_Short task 1_:
According to the Arizona immigration law transcript, at which university does Kris Kobach teach law?
_Short task 2_:
Carry on the Arizona immigration law transcript past its final line.

_Document excerpt_:
--------------------

Updated

This is a rush transcript from "On the Record," May 17, 2010. This copy may not be in its final form and may be updated.

GRETA VAN SUSTEREN, FOX NEWS HOST: OK, maybe this wasn't our attorney's general's best sound bite.

(BEGIN VIDEO CLIP)

UNIDENTIFIED MALE: Have you read the Arizona law?

ERIC HOLDER, UNITED STATES ATTORNEY GENERAL: I have not had a chance to. I've glanced at it. I have not read it.

(END VIDEO CLIP)

VAN SUSTEREN: Well, if you're like the attorney general and haven't had a chance to read the 12-page law, this is your big chance. You're about to meet a man who helped write it. Joining us live is lawyer Kris Kobach. He's a law professor at the University of Missouri and he helped write the Arizona law.

Good evening, sir.

KRIS KOBACH, HELPED WRITE ARIZONA IMMIGRATION LAW: Good evening.

VAN SUSTEREN: Kris, tell me, before this law was enacted -- or let me back up. What does this law enable the police to do that they couldn't do before the law was signed?

KOBACH: Well, this law is actually quite narrow in scope. The law basically says that police officers, when they are making a stop for some other violation of law, and they in the course of that traffic stop -- would be typical -- they develop reasonable suspicion -- and that's a well-defined concept in the courts, as you know -- they develop reasonable suspicion that the person is an illegal alien, then they have to act on that suspicion and contact ICE, which has a hotline that's been in place for 15 years, and they have to determine if the person is actually lawfully present in the country.

--------------------

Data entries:
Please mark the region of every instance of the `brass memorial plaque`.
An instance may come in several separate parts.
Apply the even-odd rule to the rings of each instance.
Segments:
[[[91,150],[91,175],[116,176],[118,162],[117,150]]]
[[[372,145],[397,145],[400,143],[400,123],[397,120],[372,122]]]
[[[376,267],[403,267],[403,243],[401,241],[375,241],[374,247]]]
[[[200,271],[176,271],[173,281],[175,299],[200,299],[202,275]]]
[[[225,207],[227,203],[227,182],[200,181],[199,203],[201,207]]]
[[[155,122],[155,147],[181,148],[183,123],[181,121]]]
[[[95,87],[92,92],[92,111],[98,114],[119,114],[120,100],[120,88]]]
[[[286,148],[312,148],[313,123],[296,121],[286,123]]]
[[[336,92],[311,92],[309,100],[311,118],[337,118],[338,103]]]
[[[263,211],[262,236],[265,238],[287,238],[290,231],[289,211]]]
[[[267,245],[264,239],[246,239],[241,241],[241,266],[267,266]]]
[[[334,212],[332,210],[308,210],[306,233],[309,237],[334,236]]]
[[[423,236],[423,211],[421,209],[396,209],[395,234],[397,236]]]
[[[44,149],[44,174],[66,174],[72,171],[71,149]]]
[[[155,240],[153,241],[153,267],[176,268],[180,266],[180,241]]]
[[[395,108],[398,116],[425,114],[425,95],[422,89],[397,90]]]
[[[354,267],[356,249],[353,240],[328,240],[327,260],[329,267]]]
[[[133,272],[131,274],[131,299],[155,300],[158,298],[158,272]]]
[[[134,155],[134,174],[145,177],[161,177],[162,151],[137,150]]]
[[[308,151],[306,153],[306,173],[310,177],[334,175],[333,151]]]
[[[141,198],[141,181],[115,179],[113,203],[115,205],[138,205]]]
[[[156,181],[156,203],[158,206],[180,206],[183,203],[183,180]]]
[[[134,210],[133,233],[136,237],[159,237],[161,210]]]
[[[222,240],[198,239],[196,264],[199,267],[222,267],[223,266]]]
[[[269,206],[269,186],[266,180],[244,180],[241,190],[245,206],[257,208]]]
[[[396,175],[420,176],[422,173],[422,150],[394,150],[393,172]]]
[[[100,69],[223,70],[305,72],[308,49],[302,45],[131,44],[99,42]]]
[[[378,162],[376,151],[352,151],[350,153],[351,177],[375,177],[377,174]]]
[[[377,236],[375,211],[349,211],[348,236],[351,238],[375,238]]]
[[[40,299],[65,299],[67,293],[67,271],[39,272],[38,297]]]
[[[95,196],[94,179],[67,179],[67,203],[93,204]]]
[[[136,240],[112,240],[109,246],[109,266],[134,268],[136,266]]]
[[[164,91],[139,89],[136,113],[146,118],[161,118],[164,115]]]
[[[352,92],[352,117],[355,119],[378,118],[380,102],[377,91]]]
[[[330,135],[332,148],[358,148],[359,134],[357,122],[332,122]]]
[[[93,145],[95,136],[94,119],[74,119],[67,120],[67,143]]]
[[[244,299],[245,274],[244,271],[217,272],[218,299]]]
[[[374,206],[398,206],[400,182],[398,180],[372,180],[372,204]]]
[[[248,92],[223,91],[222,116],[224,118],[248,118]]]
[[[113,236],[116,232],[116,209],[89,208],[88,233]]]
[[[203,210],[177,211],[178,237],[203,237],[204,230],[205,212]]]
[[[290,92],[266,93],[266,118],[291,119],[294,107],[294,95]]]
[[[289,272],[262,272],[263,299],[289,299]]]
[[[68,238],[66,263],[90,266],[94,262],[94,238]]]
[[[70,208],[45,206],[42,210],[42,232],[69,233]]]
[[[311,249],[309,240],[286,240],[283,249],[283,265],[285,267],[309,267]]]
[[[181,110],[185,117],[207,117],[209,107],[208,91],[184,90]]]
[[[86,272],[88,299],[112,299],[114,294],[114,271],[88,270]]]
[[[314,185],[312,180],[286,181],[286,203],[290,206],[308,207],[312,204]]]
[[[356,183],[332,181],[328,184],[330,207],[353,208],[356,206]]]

--------------------

_Reply 1_:
The University of Missouri.

_Reply 2_:
It also requires -- it makes it an Arizona misdemeanor to fail to carry the documents that a person is required to carry by federal law if the person is an alien. For the last 70 years, it's been a requirement of federal law that aliens in the United States register and carry certain documents with them. The Arizona law just says, If you're breaking this federal law, you're also committing a misdemeanor in Arizona.

VAN SUSTEREN: All right...

KOBACH: Those are the two main things that the law does.

VAN SUSTEREN: All right, so before the law, if you stopped someone -- let's say you stopped someone for speeding -- and you had no -- you had -- you could not call ICE if had you reasonable suspicion the person was violating a law? You were barred from that?

KOBACH: Actually -- no. Actually, the police officers could call ICE.

VAN SUSTEREN: So that...

KOBACH: So -- so really, the law...

VAN SUSTEREN: So this really doesn't change...

KOBACH: ... doesn't do that much in that regard. Yes, all it does is...

VAN SUSTEREN: Well, I mean, I guess that...

KOBACH: ... it makes it more systematic.

VAN SUSTEREN: I guess that's what I -- I guess I think that's what's sort of curious and what I don't quite get about the law is what authority that anyone gets from this law. In some ways, to me it just seems like a way for the state of Arizona to engage the feds to finally come down and do something about their national immigration policy.

KOBACH: Well, what it does is, it requires the officers not to turn a blind eye to that reasonable suspicion. It says, Look, if you discover a situation where you've got a packed minivan...

VAN SUSTEREN: But that's the job.

KOBACH: ... they're alien smuggling -- well, but...

VAN SUSTEREN: But I mean...

(CROSSTALK)

KOBACH: ... at least have to make...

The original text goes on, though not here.